> _TASK STATEMENT_
Change "single point" to "single dot" everywhere it appears in the items below, and leave everything else as it is.

> _MATERIAL SUPPLIED_
=====
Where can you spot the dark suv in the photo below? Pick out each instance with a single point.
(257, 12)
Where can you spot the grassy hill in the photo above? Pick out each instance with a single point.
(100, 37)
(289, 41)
=====
> _THE SOLUTION_
Where can you spot the dark suv in the photo below? Pick out each instance with a single dot.
(257, 12)
Where can you spot the grassy hill in the photo above? Pick out each instance with a single dot.
(100, 37)
(289, 41)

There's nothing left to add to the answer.